REQUIREMENT 1: From the advice column, reproduce word for word the passage starting at "Q. My brother’s" and ending at "Any ideas, Mary?".
REQUIREMENT 2: Check each statement against the advice column. Answer yes or no, and quote the words that decide it: (a) the suggested inflatable cow costume costs £29.99; (b) the brother's divorce took place before the pandemic; (c) the mini-cab driver was brought up in North Yorkshire.
REQUIREMENT 3: In the advice column, which fast food should the brother say is his favorite?

EXTRACTED TEXT:

━━━━━━━━━━━━━━━━━━━━

Q. My brother’s social life has dried up since his divorce (which coincided with the pandemic). So when he received a ‘save the date’ notice to a big mixed-generation party in August, I was happy to think of him catching up with old friends. Now he has been told that the party is to be themed and guests are expected to dress up as their favourite fast food. I am sure the younger guests will embrace this idea with enthusiasm, but my brother is balking at the thought of having to create such a costume. The hosts are great fun but are being quite bossy about the dress code and I fear that, without his ex to nag him, my brother will cancel rather than face this challenge. Any ideas, Mary?
– K.B., East Sussex
A. Don’t waste too much time on this. Just order an inflatable cow costume from Amazon at £29.99 and have it sent to your brother. He can show willing by arriving in the claustrophobic costume (explaining that burgers are his favourite fast food). Once he has made his initial impression, he can swiftly abandon the plastic prison. Other guests will no doubt be drinking and may even fail to notice he is in normal clothes again. If they do he can explain that the hooves for hands make it impossible for him to hold his drink.
Q. Every so often I am asked where I am originally from – most recently by a mini-cab driver who, like me, was brought up in North Yorkshire. He then asked: ‘When did you lose your accent?’ What is the best way to reply to this question when you sense that the truth might make your interlocutor feel awkward?
– J.F., London SW4
A. Confide that you picked up the accent you now have when your parents sent you away to a boarding school. ‘My parents meant well,’ you can chuckle, ‘but it was a traumatic experience which I prefer not to talk about.’ Then change the subject without further ado.

━━━━━━━━━━━━━━━━━━━━

EXTRACTED INFORMATION:

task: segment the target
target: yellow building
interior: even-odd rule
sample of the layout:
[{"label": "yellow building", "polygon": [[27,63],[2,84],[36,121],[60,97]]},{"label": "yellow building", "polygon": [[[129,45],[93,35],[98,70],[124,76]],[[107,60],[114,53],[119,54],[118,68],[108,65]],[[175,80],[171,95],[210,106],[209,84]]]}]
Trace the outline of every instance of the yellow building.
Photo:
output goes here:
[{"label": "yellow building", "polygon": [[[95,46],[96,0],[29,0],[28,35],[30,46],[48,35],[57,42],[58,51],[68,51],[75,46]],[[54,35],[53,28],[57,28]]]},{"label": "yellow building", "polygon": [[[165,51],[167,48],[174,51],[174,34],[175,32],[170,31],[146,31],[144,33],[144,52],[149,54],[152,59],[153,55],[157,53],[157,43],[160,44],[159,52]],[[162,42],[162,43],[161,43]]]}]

━━━━━━━━━━━━━━━━━━━━

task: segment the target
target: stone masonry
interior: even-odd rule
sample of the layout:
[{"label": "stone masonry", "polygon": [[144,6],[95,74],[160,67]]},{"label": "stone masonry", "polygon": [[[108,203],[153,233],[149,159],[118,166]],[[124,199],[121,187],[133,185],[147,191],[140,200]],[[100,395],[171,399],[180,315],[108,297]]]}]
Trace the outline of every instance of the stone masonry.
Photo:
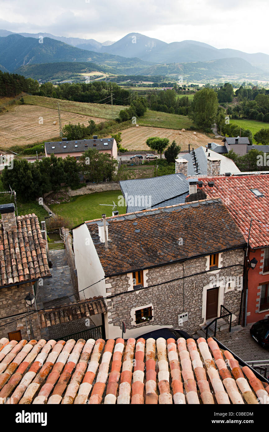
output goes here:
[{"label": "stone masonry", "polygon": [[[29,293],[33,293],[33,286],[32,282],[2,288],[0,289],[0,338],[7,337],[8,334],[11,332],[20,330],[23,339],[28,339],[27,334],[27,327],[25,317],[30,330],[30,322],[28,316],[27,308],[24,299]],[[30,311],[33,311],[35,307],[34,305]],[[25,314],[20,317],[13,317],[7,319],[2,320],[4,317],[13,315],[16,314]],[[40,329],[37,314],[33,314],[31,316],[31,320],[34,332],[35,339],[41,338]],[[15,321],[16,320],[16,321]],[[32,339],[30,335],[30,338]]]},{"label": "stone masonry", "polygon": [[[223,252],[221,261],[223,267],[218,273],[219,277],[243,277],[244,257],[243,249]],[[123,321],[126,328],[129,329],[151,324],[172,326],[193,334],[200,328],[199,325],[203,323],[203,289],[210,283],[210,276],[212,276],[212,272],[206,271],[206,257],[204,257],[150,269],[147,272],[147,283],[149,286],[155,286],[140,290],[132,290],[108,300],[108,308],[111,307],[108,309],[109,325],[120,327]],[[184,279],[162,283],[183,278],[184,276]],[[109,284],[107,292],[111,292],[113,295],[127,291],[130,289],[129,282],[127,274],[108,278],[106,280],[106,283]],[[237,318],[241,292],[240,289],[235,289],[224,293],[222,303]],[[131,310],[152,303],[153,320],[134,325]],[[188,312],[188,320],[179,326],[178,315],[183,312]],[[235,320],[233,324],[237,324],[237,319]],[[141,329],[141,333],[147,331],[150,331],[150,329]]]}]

━━━━━━━━━━━━━━━━━━━━

ANSWER 1:
Q. My brother’s social life has dried up since his divorce (which coincided with the pandemic). So when he received a ‘save the date’ notice to a big mixed-generation party in August, I was happy to think of him catching up with old friends. Now he has been told that the party is to be themed and guests are expected to dress up as their favourite fast food. I am sure the younger guests will embrace this idea with enthusiasm, but my brother is balking at the thought of having to create such a costume. The hosts are great fun but are being quite bossy about the dress code and I fear that, without his ex to nag him, my brother will cancel rather than face this challenge. Any ideas, Mary?

ANSWER 2:
(a) Yes: "order an inflatable cow costume from Amazon at £29.99"
(b) No: "his divorce (which coincided with the pandemic)"
(c) Yes: "a mini-cab driver who, like me, was brought up in North Yorkshire"

ANSWER 3: Burgers.